(Collected data)
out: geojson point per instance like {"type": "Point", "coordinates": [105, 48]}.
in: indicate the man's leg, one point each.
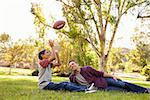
{"type": "Point", "coordinates": [135, 88]}
{"type": "Point", "coordinates": [65, 86]}
{"type": "Point", "coordinates": [114, 88]}
{"type": "Point", "coordinates": [113, 82]}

• _Assignment_
Each record must be repeated verbatim, and no picture may appear in the copy.

• _Task response_
out: geojson point per instance like {"type": "Point", "coordinates": [105, 48]}.
in: indicate the man's leg, one point each.
{"type": "Point", "coordinates": [135, 88]}
{"type": "Point", "coordinates": [65, 86]}
{"type": "Point", "coordinates": [114, 88]}
{"type": "Point", "coordinates": [113, 82]}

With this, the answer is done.